October 16, 2013 at 5:00 am (Reviews) (, , , , , , )

magical thinkingTitle:The Year of Magical Thinking

Author: Joan Didion

Publisher: Knopf

Genre: Memoir

Length: 227 pages

‘I want to go to Malibu.  I would have especially loved to be there in 1976… but alas, I am not a time traveler,” I think as I look at the black and white photograph of Joan Didion with her family on the jacket of The Year of Magical Thinking.

I’m holding a first edition, twelfth printing from December 2005.  It’s a hardback and does not yet feature the gold emblem in the upper right hand corner you see there. I’m assuming where it announces that Didion won the National Book Award for her memoir about grief.

Didion describes ordinary moments when lives change with such detail and such sadness. All I can think is that I find people who go out of this world in ordinary moments sort of blessed.

I know too many who have departed at the height of some drama or another… a gun to the head, horrible bodily functions that caused them to drown in their spit, people who spent their last moments screaming in horrible pain of the body or the mind.

These other people who depart happy… well, let’s just say I hope I go out that way.

Reading this book brings back the nausea of my own grief.  Every description she offers sounds familiar in some way.  No, I haven’t lost a husband, or a child, but I’ve lost.  And I anticipate their loss every day.

Grief comes to you in a number of ways.  One of which is the way you find yourself trying to fill in the hole that missing person left behind.  And doing it badly.  Leaving not a filled in hole, but nauseatingly burning questions you can never get answered.  Song lyrics you can’t un-hear.

When someone dies you are to be there for the family.  You are in no way to interfere with their grief.  You provide.  You silently help.  You be there. You do not intrude.  I was taught this.  I was taught not to draw the attention away from the people in real pain – just as Didion describes.

But reading this, I weep.

What about the people who have no rights? No claim?  The person sitting there who viewed the deceased like family but clearly meant less than the real family?

What do you do when one of the best people you have ever known is dead and you have no claim?

You stay silent.  Or have inappropriate anger toward the deceased.

You find yourself trying to make new friends to fill their place, only to realize the relationship was entirely unique and can never be replaced. Because they were unique.

Didion speaks of the Vortex – of memories – in a way I know so well.  Her vortex are stories of her daughter – her husband – snippets from their lives.

Mine is my own private cage.  That world of private thoughts that I don’t have.  Mine come in deja vus and too much whiskey.  Mine come in always hearing the right thing at the wrong time and the wrong thing at the right time.  Mine come in conversations that remind me of silences, and silences that echo long gone conversations.

My Vortex is the panic attack that starts in my pinkie and the moment in which I forget something I used to remember… or suddenly remember something I forgot.

The Year of Magical Thinking is a bit of a Vortex too… best kept under wraps in a comfy chair, with my journal nearby for the uncontrollable vomit of thought and tears that will arise as I turn the page to the next chapter.

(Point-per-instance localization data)
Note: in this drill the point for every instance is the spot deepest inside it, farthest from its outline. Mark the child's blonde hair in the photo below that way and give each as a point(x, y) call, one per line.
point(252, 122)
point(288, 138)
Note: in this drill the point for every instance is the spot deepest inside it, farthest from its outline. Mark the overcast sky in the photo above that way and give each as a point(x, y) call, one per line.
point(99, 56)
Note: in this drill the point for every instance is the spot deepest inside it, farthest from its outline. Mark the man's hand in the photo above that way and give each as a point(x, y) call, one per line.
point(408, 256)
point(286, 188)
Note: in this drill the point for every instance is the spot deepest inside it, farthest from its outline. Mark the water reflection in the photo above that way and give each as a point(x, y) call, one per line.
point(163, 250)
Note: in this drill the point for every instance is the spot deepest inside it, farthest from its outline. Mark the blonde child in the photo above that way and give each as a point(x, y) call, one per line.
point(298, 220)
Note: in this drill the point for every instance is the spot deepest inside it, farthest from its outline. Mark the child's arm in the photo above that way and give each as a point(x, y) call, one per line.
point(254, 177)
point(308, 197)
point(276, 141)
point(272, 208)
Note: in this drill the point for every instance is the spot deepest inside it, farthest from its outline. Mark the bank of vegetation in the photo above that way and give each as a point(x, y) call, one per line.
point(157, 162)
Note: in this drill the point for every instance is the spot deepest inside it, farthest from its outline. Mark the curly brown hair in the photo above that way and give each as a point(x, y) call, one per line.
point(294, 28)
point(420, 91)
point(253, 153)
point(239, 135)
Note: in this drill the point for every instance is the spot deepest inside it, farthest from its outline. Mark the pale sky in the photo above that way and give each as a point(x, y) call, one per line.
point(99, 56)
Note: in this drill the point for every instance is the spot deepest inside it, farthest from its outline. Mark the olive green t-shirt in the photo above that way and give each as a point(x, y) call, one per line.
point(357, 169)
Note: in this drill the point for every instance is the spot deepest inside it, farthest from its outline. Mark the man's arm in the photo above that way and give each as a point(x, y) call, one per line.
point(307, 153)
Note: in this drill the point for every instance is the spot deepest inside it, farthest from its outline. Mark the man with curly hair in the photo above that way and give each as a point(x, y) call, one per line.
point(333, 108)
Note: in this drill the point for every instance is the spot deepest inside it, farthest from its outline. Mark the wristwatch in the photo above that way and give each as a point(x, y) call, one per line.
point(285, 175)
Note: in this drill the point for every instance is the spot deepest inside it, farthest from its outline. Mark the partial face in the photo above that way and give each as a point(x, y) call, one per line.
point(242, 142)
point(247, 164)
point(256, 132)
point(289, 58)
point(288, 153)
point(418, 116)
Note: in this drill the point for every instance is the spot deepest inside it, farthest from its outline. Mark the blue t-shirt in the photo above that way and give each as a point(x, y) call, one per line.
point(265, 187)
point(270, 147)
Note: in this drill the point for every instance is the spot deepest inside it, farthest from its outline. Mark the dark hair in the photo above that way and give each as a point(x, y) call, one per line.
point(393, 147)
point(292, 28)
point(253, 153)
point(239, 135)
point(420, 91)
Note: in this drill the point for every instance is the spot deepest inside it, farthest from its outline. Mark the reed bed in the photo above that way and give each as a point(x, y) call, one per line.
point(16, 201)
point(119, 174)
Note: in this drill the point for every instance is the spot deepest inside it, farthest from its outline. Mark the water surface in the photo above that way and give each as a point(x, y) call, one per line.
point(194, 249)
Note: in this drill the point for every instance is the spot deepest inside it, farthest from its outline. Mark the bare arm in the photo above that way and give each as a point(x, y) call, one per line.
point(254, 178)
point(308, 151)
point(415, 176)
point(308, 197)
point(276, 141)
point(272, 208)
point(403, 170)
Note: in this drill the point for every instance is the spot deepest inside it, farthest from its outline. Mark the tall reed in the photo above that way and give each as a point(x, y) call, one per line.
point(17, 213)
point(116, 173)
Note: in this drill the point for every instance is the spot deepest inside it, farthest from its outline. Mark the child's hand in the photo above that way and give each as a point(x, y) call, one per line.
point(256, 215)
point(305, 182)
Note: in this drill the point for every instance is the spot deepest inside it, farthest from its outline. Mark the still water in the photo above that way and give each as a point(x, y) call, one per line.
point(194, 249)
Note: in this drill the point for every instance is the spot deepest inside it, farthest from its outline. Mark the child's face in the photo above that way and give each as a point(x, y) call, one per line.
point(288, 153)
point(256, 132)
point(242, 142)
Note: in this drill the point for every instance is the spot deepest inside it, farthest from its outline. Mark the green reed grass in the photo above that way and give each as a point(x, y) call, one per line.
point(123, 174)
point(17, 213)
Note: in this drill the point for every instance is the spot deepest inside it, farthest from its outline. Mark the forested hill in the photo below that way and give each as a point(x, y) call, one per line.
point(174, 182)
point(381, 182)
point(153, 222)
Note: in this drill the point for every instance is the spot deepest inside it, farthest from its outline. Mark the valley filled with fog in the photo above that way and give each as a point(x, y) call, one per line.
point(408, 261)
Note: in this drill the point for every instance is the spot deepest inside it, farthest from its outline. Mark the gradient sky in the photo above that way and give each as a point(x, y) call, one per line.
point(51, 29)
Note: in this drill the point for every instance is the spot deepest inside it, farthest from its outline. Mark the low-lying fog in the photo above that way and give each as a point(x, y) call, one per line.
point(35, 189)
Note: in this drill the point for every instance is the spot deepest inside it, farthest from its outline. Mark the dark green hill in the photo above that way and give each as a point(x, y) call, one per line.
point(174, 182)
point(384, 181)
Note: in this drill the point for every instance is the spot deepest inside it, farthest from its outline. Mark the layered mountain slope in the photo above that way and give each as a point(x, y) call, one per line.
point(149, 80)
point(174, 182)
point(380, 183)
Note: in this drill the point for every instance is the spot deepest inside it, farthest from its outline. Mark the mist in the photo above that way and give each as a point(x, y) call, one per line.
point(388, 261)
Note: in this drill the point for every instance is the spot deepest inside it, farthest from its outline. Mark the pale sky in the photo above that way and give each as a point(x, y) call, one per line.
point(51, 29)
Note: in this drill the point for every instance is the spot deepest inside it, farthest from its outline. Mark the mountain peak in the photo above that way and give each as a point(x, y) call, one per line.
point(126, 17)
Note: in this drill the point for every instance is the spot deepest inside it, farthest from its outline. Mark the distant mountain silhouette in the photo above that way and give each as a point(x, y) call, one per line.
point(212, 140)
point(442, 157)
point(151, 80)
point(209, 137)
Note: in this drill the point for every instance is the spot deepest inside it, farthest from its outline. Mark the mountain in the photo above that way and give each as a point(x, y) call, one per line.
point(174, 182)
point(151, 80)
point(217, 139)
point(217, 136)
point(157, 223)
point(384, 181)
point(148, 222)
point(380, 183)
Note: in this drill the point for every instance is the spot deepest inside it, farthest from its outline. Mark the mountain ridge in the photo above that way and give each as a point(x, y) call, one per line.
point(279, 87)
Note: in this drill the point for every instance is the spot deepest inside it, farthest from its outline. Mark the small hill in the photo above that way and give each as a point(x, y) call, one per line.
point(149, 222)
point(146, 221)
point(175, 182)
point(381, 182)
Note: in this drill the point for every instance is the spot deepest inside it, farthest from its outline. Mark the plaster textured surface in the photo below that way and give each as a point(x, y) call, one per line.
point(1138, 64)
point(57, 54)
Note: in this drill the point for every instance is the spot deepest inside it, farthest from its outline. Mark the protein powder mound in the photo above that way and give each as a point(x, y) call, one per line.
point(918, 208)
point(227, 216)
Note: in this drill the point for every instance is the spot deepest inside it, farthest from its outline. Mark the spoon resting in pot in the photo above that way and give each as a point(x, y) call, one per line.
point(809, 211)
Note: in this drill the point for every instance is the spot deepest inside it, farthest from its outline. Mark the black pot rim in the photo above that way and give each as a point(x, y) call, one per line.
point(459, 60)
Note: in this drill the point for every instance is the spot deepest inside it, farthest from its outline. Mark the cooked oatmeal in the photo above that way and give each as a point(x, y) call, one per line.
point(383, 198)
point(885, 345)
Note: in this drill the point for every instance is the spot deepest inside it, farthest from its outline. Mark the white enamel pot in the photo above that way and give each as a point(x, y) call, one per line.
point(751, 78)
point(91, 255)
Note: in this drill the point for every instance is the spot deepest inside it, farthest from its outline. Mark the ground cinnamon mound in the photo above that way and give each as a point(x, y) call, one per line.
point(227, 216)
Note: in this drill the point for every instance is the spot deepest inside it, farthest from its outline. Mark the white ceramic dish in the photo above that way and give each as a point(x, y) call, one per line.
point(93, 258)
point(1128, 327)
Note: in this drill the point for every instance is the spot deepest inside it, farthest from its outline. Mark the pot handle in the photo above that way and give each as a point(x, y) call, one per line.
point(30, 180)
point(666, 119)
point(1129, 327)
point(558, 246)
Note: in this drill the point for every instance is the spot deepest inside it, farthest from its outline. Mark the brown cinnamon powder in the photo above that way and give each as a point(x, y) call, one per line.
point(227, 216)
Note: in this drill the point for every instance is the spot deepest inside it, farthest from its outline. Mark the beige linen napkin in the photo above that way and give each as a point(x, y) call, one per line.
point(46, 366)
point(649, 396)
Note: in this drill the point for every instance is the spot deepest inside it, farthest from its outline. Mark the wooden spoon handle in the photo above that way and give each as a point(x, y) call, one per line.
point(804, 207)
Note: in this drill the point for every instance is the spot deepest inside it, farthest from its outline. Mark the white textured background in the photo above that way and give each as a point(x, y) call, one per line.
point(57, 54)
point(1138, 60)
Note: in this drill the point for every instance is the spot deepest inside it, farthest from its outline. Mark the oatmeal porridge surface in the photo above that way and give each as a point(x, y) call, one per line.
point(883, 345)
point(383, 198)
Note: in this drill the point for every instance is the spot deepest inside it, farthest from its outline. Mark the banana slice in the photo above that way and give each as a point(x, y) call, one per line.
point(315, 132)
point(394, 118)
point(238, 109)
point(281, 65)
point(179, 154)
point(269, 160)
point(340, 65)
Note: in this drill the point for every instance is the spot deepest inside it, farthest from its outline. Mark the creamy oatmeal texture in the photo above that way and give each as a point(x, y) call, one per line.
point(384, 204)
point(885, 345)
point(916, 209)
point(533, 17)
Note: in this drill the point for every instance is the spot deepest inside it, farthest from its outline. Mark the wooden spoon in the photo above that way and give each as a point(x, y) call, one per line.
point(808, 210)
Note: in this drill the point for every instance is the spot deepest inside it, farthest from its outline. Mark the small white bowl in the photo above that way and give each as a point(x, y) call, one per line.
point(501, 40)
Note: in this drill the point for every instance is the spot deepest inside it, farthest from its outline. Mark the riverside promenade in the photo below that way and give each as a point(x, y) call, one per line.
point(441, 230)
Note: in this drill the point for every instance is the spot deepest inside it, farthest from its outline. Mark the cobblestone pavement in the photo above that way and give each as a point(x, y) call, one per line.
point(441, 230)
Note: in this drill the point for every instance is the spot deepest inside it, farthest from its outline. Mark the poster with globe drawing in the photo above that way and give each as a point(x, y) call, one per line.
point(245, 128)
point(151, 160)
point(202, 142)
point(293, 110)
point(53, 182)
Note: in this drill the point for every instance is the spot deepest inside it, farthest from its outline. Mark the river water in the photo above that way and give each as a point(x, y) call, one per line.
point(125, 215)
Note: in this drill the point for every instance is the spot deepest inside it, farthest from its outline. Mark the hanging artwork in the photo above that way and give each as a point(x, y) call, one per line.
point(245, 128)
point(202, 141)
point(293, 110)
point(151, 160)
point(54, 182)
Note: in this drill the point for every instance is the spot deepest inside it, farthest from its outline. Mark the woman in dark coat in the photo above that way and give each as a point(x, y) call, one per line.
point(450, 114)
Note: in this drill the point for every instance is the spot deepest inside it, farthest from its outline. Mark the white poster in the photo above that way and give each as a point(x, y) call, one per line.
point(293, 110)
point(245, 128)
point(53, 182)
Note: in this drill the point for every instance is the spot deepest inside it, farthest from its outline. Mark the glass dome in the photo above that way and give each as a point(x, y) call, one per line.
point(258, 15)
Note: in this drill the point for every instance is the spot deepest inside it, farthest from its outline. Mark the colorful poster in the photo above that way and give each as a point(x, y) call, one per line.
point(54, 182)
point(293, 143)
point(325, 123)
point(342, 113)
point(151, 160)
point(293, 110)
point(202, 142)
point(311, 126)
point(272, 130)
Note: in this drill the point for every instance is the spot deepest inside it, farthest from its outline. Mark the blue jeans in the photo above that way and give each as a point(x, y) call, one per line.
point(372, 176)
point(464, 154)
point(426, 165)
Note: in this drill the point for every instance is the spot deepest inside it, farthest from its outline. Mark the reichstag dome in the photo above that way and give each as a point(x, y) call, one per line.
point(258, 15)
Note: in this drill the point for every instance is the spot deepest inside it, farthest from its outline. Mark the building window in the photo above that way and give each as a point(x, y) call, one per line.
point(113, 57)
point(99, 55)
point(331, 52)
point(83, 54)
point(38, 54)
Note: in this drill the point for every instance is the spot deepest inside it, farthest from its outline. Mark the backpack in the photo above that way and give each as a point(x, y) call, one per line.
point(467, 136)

» Work order
List every labeled book detail at the top of the book review, with its field name and value.

» Response to the task
Title: The Year of Magical Thinking
Author: Joan Didion
Publisher: Knopf
Genre: Memoir
Length: 227 pages